▶ [Task to complete] Set down, exactly as written, every line from the top of the records below to the line containing "Target: eyebrow", both ends included, and no others.

▶ [Stored data]
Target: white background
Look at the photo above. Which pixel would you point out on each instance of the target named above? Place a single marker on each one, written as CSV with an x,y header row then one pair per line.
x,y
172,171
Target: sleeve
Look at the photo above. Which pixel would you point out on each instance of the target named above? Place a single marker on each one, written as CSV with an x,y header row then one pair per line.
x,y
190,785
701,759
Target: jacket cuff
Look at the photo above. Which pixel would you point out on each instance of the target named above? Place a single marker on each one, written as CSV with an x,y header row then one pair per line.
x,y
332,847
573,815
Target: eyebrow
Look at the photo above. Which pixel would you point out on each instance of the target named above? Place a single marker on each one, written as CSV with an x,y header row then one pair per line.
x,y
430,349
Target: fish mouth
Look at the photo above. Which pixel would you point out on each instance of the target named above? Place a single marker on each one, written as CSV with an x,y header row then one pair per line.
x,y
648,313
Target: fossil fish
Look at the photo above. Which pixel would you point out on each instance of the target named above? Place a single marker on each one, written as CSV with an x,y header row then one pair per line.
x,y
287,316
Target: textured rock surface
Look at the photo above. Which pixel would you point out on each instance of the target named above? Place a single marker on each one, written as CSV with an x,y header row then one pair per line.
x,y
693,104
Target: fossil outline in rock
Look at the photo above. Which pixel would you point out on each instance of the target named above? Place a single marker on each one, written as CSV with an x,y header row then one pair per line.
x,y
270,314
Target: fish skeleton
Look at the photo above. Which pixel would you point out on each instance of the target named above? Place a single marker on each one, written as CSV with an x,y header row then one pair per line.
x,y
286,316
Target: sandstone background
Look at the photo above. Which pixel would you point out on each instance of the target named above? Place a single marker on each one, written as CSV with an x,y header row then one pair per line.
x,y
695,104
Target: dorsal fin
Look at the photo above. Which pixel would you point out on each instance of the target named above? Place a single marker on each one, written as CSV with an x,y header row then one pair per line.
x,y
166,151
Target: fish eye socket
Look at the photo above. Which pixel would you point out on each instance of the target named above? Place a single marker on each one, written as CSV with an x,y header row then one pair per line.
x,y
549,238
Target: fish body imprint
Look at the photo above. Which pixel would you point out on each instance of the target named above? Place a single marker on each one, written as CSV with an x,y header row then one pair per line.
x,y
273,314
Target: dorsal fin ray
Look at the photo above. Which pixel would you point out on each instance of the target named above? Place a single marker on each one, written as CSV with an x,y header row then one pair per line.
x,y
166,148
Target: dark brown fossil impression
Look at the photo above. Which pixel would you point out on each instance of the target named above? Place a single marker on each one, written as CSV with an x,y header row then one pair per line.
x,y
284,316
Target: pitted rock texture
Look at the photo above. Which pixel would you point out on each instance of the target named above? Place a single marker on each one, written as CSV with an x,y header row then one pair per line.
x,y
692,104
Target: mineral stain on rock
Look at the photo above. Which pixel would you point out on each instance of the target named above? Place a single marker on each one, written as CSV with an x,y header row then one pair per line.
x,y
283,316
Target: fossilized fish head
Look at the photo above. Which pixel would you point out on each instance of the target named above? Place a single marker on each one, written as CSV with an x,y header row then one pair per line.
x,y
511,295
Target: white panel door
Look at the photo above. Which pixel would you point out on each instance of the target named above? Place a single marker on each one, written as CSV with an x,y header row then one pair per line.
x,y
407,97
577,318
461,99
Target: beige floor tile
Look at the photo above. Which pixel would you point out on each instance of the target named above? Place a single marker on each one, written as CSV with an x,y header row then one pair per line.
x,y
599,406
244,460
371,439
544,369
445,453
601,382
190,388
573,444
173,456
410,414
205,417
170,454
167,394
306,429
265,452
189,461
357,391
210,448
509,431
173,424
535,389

▶ [Task result]
Target: white background
Look at the photo above. Which pixel would you point out on each instance of the target named above? Place a single marker on each one, written as CSV with an x,y header row then one pair per line.
x,y
172,171
Target: sleeve
Look at the photo above. Which pixel would you point out on each instance of the target named above? Place a single marker on each one, written as CSV with an x,y header row then one pair per line.
x,y
190,785
701,759
Target: jacket cuff
Look at the photo above. Which pixel would you point out on each instance of the target named above? Place a single marker on each one, written as CSV with an x,y header row then one pair per line.
x,y
332,847
573,815
Target: eyebrow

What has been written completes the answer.